BRIEF | Copy the lines below, substituting "most central within it" for each "deepest inside it" and changing nothing else. Leave the pictures out of your copy.

RECORDS FOR THIS EXERCISE |
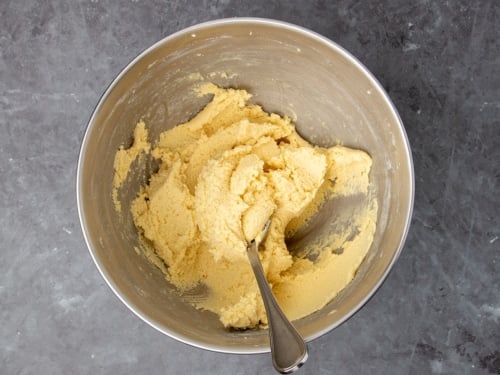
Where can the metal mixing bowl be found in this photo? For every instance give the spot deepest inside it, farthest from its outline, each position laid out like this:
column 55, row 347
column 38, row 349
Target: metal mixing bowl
column 289, row 70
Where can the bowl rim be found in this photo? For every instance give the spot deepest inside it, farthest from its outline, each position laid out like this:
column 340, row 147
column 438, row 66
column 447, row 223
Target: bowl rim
column 191, row 30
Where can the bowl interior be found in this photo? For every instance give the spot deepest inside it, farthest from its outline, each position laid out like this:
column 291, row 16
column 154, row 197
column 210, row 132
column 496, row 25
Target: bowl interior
column 288, row 70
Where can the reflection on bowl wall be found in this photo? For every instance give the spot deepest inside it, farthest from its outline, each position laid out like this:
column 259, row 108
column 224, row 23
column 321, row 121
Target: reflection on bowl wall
column 288, row 70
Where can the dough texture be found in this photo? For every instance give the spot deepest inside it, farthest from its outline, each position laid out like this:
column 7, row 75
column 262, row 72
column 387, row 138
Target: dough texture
column 221, row 176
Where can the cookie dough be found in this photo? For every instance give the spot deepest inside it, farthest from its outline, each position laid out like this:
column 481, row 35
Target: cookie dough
column 221, row 176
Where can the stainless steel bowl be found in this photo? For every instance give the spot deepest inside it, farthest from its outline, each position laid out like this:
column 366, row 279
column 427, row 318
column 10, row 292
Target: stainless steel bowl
column 289, row 70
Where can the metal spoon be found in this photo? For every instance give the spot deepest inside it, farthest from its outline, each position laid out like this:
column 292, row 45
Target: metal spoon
column 288, row 348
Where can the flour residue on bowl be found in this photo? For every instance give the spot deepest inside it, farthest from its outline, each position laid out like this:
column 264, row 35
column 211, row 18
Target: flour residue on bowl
column 221, row 175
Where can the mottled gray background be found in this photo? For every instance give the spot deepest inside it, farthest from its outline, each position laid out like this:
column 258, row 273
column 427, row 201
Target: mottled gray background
column 439, row 310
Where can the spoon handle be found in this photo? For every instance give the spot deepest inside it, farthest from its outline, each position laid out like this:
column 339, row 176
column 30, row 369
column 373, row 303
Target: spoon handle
column 288, row 348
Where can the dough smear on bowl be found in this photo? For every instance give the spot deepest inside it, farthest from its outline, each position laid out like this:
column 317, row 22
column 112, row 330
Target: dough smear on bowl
column 221, row 175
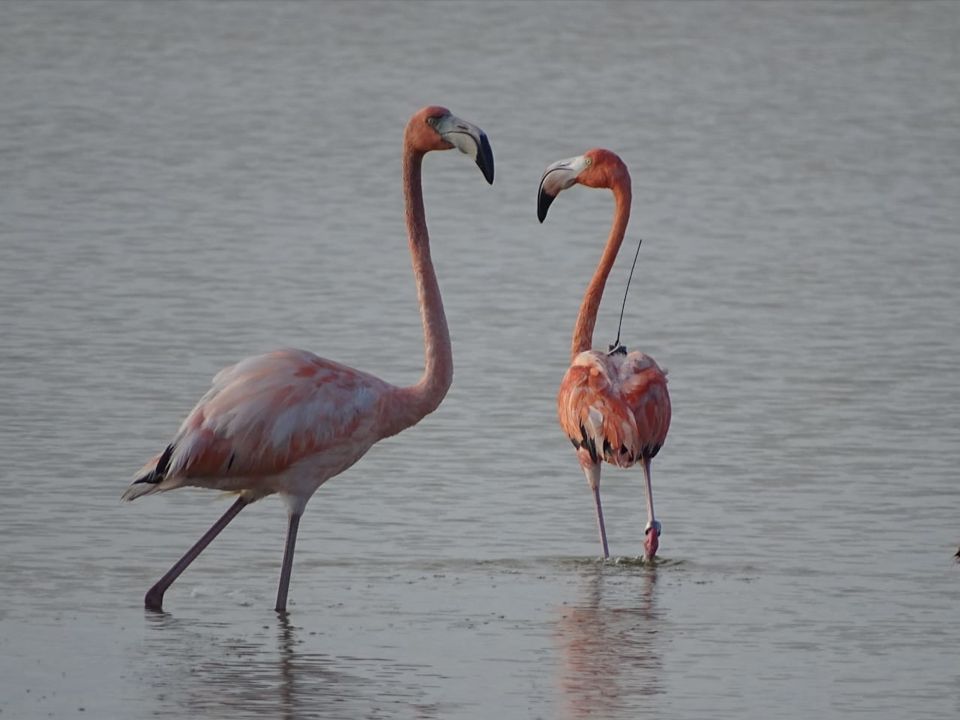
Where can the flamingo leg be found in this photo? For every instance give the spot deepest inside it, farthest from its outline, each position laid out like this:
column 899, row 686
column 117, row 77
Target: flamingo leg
column 593, row 479
column 154, row 597
column 287, row 563
column 652, row 530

PROBLEM SOLUTION |
Where can the metal mixing bowl be found in this photo? For every instance give the spot most central within it, farthest from its outline, each position laid out like this:
column 55, row 347
column 38, row 349
Target: metal mixing bowl
column 289, row 70
Where can the bowl rim be found in this photo? For every instance give the spot most central within it, farthest from its outline, each position laid out like this:
column 340, row 147
column 438, row 66
column 447, row 223
Target: bowl rim
column 191, row 30
Where can the bowl interior be found in this photo? For every instance give the spot most central within it, farthest from its outline, each position laid out like this:
column 291, row 16
column 154, row 197
column 210, row 132
column 496, row 25
Target: bowl interior
column 288, row 70
Where can the reflection on bowl wall be found in this photo? For every instance give the spot most central within it, farthest from its outline, each position laid out like this:
column 259, row 108
column 224, row 23
column 321, row 121
Target: reflection on bowl wall
column 288, row 70
Where can the dough texture be found in this photo? For every instance give the spot most central within it, farthest from its outline, each position laid out like this:
column 7, row 75
column 262, row 72
column 387, row 138
Target: dough texture
column 221, row 176
Where can the cookie dough be found in this photo? For every instance give the spot most central within it, farthest from its outline, each position laid out like this:
column 481, row 35
Target: cookie dough
column 221, row 176
Where can the stainless steel bowl be found in this photo? For every instance give the spot most central within it, farthest from its outline, each position laid out like this:
column 366, row 279
column 427, row 318
column 10, row 292
Target: stainless steel bowl
column 289, row 70
Where can the metal spoon be found in this photo? For every instance give the spot most central within it, farthest from its outline, each position laid out like this:
column 292, row 45
Target: metal spoon
column 288, row 348
Where can the flour residue on bowl be found in this photo? For every instance give the spot most central within it, farthest from its outline, each position laid out like this:
column 264, row 35
column 211, row 18
Target: flour residue on bowl
column 221, row 175
Where can the mottled gray background be found in this photo? For every instance give the spot most central within it, farthest from its outline, each position laid out like this:
column 258, row 273
column 427, row 201
Target: mottled gray background
column 439, row 310
Where can the spoon handle be found in this photo? For every instance give the spot most central within it, farthest from its outline, each position laid out like this:
column 339, row 176
column 30, row 369
column 373, row 303
Target: spoon handle
column 288, row 348
Where can the dough smear on bowl be found in this photo? For every instance give the spot most central within it, farthest from its outline, each position laid out like this:
column 317, row 22
column 112, row 330
Target: dough smear on bowl
column 221, row 175
Where can the flamingo leg be found in this photo? For every instance give the spot most central within it, farthest from its outline, each position laid out like this:
column 899, row 686
column 117, row 77
Target: flamingo leg
column 593, row 479
column 154, row 597
column 287, row 563
column 652, row 530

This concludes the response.